▶ [Selected text]
----------
In the wave of Digital Humanities (DH), we are accustomed to celebrating the growth of knowledge. Algorithms reveal patterns on an unprecedented scale, databases make vast archives accessible, and data visualization promises to transform complexity into intuitive insights. All of this points to an exciting prospect: knowing more and knowing more definitively. However, a more disruptive idea is emerging, challenging this "knowledge filling" paradigm, and suggesting that the most productive areas of digital humanities may not exist within the data we already know, but rather in the vast "void" constituted by data absence, archival silence, and historical forgetting.
This perspective posits that the ultimate value of research should not merely be to fill in the gaps, but to explore the reasons behind the formation of those gaps themselves. It requires us to redefine "not knowing" from an intellectual deficiency to be overcome into a positive, creative analytical starting point. This epistemological shift not only provides a new defense for the role of the humanities in the digital age but also points the way for the future practices of knowledge institutions such as libraries and archives.
The Genealogy of Thought: From Deconstructing "Presence" to Exploring "Absence"#
This emphasis on the "void" is not a creation of the digital age but a profound response to the legacy of 20th-century critical theory. Its core logic stems from the deconstruction of "metaphysics of presence" in Western thought. Post-structuralist thinkers, such as Jacques Derrida, have long revealed that meaning does not originate from a stable, present entity but is generated within a network of "absence" characterized by difference, traces, and deferral.
When we apply this insight to historical research and digital archives, its disruptive nature becomes evident. The value of an archive lies not only in what it records but also in what it reveals through silence. For example, in early film historical materials, records of female editors or screenwriters are exceedingly rare. Traditional DH methods may focus on data mining to find forgotten individuals, which is undoubtedly an important form of "historical course correction." However, a deeper inquiry would ask: how did this systemic "absence" come to be? What industry power structures, gender biases, and mechanisms of historical memory filtering does it reflect? Here, the vast "void" itself becomes a historical text more grand and eloquent than any single data point.
This line of thought also resonates with Michel Foucault's archaeology of knowledge. Foucault is concerned with delineating the discursive rules that define the boundaries of the "sayable" and the "unsayable." The "void" in digital humanities is precisely the domain of the "unsayable" in Foucault's sense. Analyzing this void means examining the power dynamics that exclude specific groups or practices from "knowledge." Thus, the focus of research shifts from "discovering facts" to "interrogating the conditions under which knowledge is formed."
The Path of Practice: How to Transform the "Void" into Productivity?#
Translating this philosophical speculation into concrete practice requires systematic innovation in research methods, technical tools, and institutional philosophies.
First, it demands a shift in research paradigms. Researchers need to transition from "treasure hunters" to "detectives." The goal of the "treasure hunter" is to find definitive evidence, while the "detective" can read the most important clues from a scene of "nothingness." Research questions will shift from descriptive to explanatory and critical, from focusing on individuals to examining structures. For instance, contemporary scholar Saidiya Hartman, faced with the vast absences in the archives of slave history, pioneered the method of "Critical Fabulation," engaging in theoretically grounded imaginative reconstruction based on limited historical materials to counter the violence of the archive. This is a radical example of transforming "not knowing" into knowledge production.
----------
▶ [Source data]

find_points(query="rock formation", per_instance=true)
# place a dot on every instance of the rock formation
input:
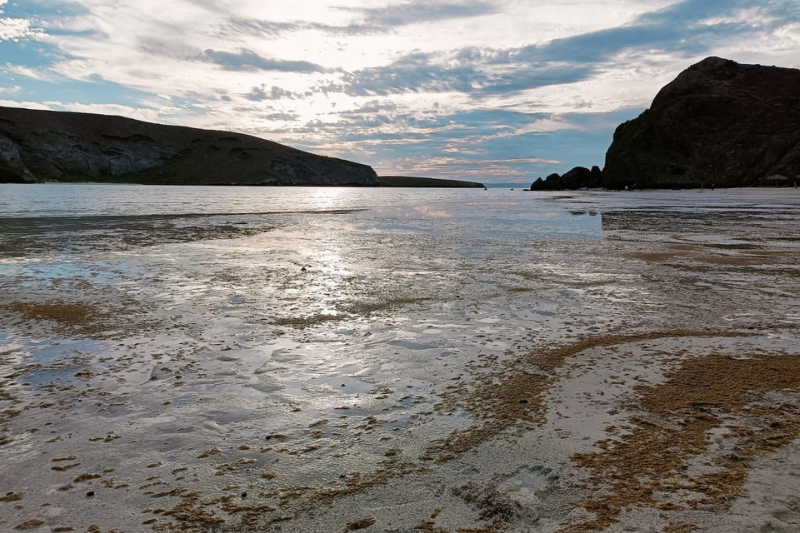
----------
▶ [List of tasks]
a - Answer these about the digital humanities text:
(i) Which post-structuralist thinker is named as revealing that meaning is generated within a network of "absence"?
(ii) Whose archaeology of knowledge does the line of thought resonate with?
(iii) What method did Saidiya Hartman pioneer?
b - Return the part of the digital humanities text starting with "In the wave" and going on through "and historical forgetting.", word for word.
The data is separate material.

▶ [Solutions below]
a -
(i) Jacques Derrida
(ii) Michel Foucault's
(iii) "Critical Fabulation"

b -
In the wave of Digital Humanities (DH), we are accustomed to celebrating the growth of knowledge. Algorithms reveal patterns on an unprecedented scale, databases make vast archives accessible, and data visualization promises to transform complexity into intuitive insights. All of this points to an exciting prospect: knowing more and knowing more definitively. However, a more disruptive idea is emerging, challenging this "knowledge filling" paradigm, and suggesting that the most productive areas of digital humanities may not exist within the data we already know, but rather in the vast "void" constituted by data absence, archival silence, and historical forgetting.